_About this exercise_
Copy out exactly each line from the line with "105L366 88L346 90L348" through the last line of the material below.

_Data extract_

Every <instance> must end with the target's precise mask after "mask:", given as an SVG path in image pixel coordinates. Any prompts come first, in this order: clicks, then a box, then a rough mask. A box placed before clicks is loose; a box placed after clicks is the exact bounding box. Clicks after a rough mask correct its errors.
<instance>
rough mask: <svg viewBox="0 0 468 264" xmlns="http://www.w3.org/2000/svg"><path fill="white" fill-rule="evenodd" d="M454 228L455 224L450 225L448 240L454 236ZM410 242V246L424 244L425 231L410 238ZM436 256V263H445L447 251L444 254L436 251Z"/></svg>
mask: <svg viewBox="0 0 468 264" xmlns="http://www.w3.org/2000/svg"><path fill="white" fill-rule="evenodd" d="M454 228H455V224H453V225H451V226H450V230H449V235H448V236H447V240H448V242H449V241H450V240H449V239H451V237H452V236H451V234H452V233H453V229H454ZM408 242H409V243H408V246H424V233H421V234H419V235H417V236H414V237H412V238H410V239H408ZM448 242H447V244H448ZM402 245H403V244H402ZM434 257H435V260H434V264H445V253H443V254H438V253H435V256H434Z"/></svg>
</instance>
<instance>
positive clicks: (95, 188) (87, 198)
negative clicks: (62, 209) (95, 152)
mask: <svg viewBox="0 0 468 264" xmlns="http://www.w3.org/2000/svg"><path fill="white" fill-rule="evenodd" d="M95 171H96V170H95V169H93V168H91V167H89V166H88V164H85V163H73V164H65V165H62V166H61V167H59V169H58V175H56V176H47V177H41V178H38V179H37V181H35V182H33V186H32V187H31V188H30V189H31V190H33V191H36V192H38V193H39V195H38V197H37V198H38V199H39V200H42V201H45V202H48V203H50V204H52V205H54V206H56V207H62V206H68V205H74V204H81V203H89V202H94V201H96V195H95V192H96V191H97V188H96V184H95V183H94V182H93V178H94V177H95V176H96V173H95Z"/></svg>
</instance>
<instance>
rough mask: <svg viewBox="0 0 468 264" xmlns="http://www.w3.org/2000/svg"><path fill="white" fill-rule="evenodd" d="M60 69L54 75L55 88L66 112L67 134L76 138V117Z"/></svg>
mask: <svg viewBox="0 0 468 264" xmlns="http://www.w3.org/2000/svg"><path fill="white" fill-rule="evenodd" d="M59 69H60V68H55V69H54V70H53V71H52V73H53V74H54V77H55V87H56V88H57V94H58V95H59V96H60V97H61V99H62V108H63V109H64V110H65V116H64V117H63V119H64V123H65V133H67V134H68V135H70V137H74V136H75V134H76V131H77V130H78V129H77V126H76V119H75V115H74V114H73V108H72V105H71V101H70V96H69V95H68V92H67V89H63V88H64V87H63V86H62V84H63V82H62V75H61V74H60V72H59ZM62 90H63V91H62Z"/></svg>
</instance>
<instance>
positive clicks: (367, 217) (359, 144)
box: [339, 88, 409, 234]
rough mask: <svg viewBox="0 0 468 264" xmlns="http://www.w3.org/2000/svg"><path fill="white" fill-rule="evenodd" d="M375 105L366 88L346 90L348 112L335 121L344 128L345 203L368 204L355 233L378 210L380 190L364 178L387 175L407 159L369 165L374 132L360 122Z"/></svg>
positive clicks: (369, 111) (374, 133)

_Output of the exercise_
rough mask: <svg viewBox="0 0 468 264" xmlns="http://www.w3.org/2000/svg"><path fill="white" fill-rule="evenodd" d="M375 105L366 88L346 90L348 112L335 121L344 128L345 203L368 204L355 233L378 210L380 190L364 178L387 175L407 159L369 165L374 132L360 122Z"/></svg>
positive clicks: (369, 111) (374, 133)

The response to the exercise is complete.